▸ **Artikel**
┄┄┄┄┄┄┄┄┄┄┄┄┄┄┄┄┄┄┄┄
Montagmorgen, bei einem mittelständischen Unternehmen. Produktentwickler Meier trifft Geschäftsführer Huber im Foyer. Huber sagt zu Meier: "Gut, dass ich Sie treffe. Am Wochenende hatte ich eine Idee für ein neues Produkt. Ich weiß noch nicht genau was und wie, aber wir müssen da was entwickeln. Denn damit kommen wir ganz groß raus. ... Bitte kümmern Sie sich darum, dass ..." Danach verschwindet Geschäftsführer Huber in seinem Büro. Und Herr Meier? Pflichtbewusst engagiert er sich gleich nach dem Gespräch für ein gut qualifiziertes Projektteam und nach einigem Hin und Her hat er es auch zusammen. Schließlich kam der Arbeitsauftrag ja von ganz oben.
Das neu formierte Team startet seine Arbeit lehrbuchmäßig mit einem Projekt-Kick-Off, in dem es erste grobe Meilensteine der Produktentwicklung diskutiert. Danach beginnt das Team das Thema zu bearbeiten. Gemeinsam versuchen die Beteiligten umzusetzen, was Herr Meier in dem kurzen Gespräch mit dem Geschäftsführer im Foyer verstand. So richtig begriffen, was er tun soll, hat er nicht. Dasselbe gilt für seine Teamkollegen. Doch dumme Fragen stellt man in solchen Situationen den "Chefs" nicht, und schon gar nicht äußert man Zweifel – zum Beispiel bezüglich der Machbarkeit.
┄┄┄┄┄┄┄┄┄┄┄┄┄┄┄┄┄┄┄┄
▸ **Gespeicherte Einträge**
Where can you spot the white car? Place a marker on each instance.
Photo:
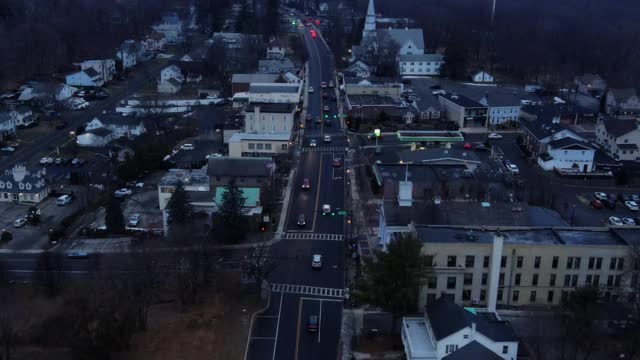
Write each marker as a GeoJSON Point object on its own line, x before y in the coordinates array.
{"type": "Point", "coordinates": [631, 205]}
{"type": "Point", "coordinates": [123, 192]}
{"type": "Point", "coordinates": [600, 195]}
{"type": "Point", "coordinates": [20, 222]}
{"type": "Point", "coordinates": [316, 261]}
{"type": "Point", "coordinates": [615, 221]}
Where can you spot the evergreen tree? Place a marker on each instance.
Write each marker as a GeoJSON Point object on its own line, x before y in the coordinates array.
{"type": "Point", "coordinates": [114, 220]}
{"type": "Point", "coordinates": [234, 223]}
{"type": "Point", "coordinates": [179, 206]}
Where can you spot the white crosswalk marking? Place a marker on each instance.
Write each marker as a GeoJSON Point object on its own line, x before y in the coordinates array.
{"type": "Point", "coordinates": [308, 290]}
{"type": "Point", "coordinates": [312, 236]}
{"type": "Point", "coordinates": [325, 148]}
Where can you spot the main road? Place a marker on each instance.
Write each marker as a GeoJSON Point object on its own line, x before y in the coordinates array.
{"type": "Point", "coordinates": [298, 290]}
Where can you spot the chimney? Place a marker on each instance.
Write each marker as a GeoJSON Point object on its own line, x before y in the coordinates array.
{"type": "Point", "coordinates": [494, 274]}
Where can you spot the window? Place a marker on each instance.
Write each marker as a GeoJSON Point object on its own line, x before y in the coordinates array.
{"type": "Point", "coordinates": [451, 282]}
{"type": "Point", "coordinates": [469, 261]}
{"type": "Point", "coordinates": [451, 261]}
{"type": "Point", "coordinates": [432, 282]}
┄┄┄┄┄┄┄┄┄┄┄┄┄┄┄┄┄┄┄┄
▸ **Aufgaben**
A – Übersetze den Satz „Danach verschwindet Geschäftsführer Huber in seinem Büro.“ aus dem Artikel ins Englische.
B – Nenne alle Orte, an denen sich laut Artikel das Geschehen abspielt.

▸ **Die Antworten**
A – Afterwards, managing director Huber disappears into his office.

B – ein mittelständisches Unternehmen, das Foyer, Hubers Büro